◆ REQUEST: Recast the entries below as a single numbered list, one line per number, leaving out any blank lines.

◆ DATASET RECORDS:
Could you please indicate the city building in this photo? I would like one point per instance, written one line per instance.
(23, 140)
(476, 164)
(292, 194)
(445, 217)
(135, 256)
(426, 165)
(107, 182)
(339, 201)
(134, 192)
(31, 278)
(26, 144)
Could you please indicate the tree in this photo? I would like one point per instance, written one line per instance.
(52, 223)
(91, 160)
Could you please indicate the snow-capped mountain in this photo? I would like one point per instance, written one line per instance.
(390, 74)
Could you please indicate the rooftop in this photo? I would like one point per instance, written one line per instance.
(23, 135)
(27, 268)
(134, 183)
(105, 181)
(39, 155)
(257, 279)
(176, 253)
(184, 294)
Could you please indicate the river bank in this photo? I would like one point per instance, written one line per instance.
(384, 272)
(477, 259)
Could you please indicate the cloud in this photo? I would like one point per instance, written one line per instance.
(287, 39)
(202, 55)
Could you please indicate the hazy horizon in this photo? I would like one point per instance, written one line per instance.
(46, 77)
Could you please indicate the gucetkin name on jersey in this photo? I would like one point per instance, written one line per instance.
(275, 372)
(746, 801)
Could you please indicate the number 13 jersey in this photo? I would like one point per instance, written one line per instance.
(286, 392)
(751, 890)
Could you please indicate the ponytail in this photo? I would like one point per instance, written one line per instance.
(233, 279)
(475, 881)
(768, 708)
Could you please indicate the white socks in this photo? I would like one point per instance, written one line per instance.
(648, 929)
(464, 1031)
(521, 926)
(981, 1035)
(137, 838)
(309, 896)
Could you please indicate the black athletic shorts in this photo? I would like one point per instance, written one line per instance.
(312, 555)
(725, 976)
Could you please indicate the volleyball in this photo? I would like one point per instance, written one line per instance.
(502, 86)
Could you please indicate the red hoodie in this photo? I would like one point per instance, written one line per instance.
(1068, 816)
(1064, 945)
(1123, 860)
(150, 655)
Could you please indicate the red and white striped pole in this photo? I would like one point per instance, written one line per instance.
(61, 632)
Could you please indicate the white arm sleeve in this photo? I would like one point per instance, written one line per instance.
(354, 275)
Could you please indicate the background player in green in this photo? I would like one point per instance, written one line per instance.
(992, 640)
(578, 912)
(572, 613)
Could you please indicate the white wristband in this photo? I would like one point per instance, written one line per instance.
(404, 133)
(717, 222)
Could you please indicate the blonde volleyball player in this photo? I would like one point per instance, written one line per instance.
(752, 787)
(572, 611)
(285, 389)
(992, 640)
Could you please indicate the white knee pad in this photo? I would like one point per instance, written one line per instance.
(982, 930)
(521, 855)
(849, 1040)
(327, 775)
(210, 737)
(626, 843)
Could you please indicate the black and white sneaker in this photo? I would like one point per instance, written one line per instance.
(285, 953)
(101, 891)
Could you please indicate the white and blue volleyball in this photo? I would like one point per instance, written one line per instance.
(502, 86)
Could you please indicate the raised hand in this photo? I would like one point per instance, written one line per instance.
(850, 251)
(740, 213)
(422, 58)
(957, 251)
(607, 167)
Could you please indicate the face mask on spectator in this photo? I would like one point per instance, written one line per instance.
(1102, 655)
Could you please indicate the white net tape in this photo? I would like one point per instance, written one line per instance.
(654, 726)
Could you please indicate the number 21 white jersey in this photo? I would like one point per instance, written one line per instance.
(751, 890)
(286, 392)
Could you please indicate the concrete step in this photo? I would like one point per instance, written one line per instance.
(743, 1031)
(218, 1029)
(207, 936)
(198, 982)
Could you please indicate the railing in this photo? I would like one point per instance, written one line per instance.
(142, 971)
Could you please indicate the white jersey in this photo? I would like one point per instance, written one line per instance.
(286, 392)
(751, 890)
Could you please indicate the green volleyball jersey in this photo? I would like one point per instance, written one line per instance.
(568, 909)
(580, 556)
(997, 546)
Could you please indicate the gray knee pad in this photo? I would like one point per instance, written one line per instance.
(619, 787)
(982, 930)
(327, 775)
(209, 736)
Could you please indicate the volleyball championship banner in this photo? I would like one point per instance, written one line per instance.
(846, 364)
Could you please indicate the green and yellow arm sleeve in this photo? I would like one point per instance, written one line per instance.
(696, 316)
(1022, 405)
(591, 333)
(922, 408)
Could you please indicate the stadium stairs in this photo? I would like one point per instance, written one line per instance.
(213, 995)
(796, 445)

◆ RESULT OF THE EXERCISE:
1. Could you please indicate the city building in this photo? I would like one point per instance, written one line per instance.
2. (23, 140)
3. (476, 164)
4. (292, 194)
5. (445, 217)
6. (135, 256)
7. (426, 165)
8. (107, 182)
9. (339, 201)
10. (134, 192)
11. (31, 278)
12. (26, 144)
13. Could you please indicate the tree in this photo? I would like one point per instance, written one line per instance.
14. (52, 223)
15. (91, 160)
16. Could you please indicate the snow-capped mountain in this photo? I would like one point per instance, written one line per instance.
17. (390, 74)
18. Could you please indicate the rooftop in this photo? I would like one point per instance, written one line per instance.
19. (23, 135)
20. (27, 268)
21. (134, 183)
22. (105, 181)
23. (39, 155)
24. (257, 279)
25. (176, 253)
26. (184, 294)
27. Could you please indicate the river bank in this photo? I would like one point per instance, written one line per instance.
28. (384, 272)
29. (477, 259)
30. Could you please indicate the cloud in this photo? I would like one point per instance, written one line per instance.
31. (287, 39)
32. (202, 55)
33. Could you please indicate the hazy horizon in this photo? I would like one point per instance, written one line per instance.
34. (46, 77)
35. Could you please indicate the gucetkin name on jersey in this photo? I would like one point per instance, written one line per instance.
36. (275, 372)
37. (746, 801)
38. Could you please indicate the number 13 jersey in this photo? I would like one point per instance, written one line per instance.
39. (286, 392)
40. (751, 890)
41. Could you please indicate the ponytail in this photo? I would like one point per instance, written one line per instance.
42. (233, 279)
43. (475, 881)
44. (768, 708)
45. Could you please indicate the white socks in this photo? I would like one point per instance, written one line per instance.
46. (648, 929)
47. (464, 1031)
48. (521, 926)
49. (981, 1035)
50. (137, 838)
51. (309, 896)
52. Could you please indicate the black athletic shorts in this photo? I would like one point per instance, written one line per instance.
53. (312, 555)
54. (725, 976)
55. Could you please indicate the volleyball in this photo? I would like one point per instance, written one line per instance.
56. (502, 86)
57. Could you please indicate the red hoodie in this photo? I would like one point per instance, written one line per instance.
58. (1068, 816)
59. (1064, 945)
60. (1123, 860)
61. (150, 655)
62. Could you please indicate the red and white striped pole in this photo? I would like one point per instance, written one line per instance.
63. (61, 632)
64. Could you please indicate the white arm sleeve in this photo? I would like one point per instance, written one line per instance.
65. (354, 275)
66. Could you please indicate the background player in green in this photo? I would like one point per instance, written one line per instance.
67. (992, 640)
68. (578, 912)
69. (572, 613)
70. Could you please indicate the white wristband in this photo? I would like one point per instance, written one line per instance.
71. (404, 133)
72. (717, 222)
73. Could you please indicate the blonde volleyball player in this photo? I would like one point per instance, written one line per instance.
74. (752, 787)
75. (572, 611)
76. (285, 389)
77. (992, 640)
78. Could you please indicate the white knee pad in this photo? I would like one point per instance, written one line per instance.
79. (982, 930)
80. (521, 855)
81. (849, 1040)
82. (327, 775)
83. (210, 737)
84. (626, 843)
85. Could you please indicate the black and white sneaker in this photo? I would like one point per instance, written one line per instance.
86. (285, 953)
87. (101, 891)
88. Could you please indicate the white and blue volleyball in this photo? I would like one point per instance, written one line per instance.
89. (502, 86)
90. Could you please indicate the raised hand in this photo? I would like one point per instance, written one line per instance.
91. (850, 251)
92. (740, 213)
93. (422, 58)
94. (957, 251)
95. (607, 167)
96. Could you please indicate the face mask on spectator in this photo? I would like one point per instance, written one line per instance.
97. (1102, 655)
98. Could you please indicate the white net tape in this photo? I would like one point per instance, written one line per instance.
99. (654, 726)
100. Could you please indicate the number 21 white jersey in this photo? I would like one point per instance, written one line per instance.
101. (751, 890)
102. (286, 392)
103. Could you please indicate the concrete step in this photo? I would like one point per instance, written one line per instance.
104. (743, 1031)
105. (218, 1029)
106. (207, 936)
107. (198, 982)
108. Could you please indicate the railing in this photo? I would like one point per instance, written one line per instance.
109. (142, 971)
110. Could you please indicate the white jersey in this photo? I would like one point per instance, written one line per instance.
111. (286, 392)
112. (751, 890)
113. Could you please indicate the green volleyball jersey in this photo? I would like one point per instance, written one line per instance.
114. (568, 909)
115. (580, 556)
116. (997, 546)
117. Could you please indicate the gray knee pad in this photo? I would like one point per instance, written one line per instance.
118. (619, 787)
119. (982, 930)
120. (327, 775)
121. (209, 736)
122. Could you please indicate the volleyball championship banner in this photo? I would like one point per instance, written one line per instance.
123. (846, 364)
124. Could you please indicate the green and yellow arm sleeve in this photo? I would like one point per instance, written one line per instance.
125. (696, 316)
126. (1022, 405)
127. (591, 333)
128. (922, 408)
129. Could you please indicate the stadium stairs in this photo? I would like one point per instance, written one line per instance.
130. (213, 995)
131. (796, 445)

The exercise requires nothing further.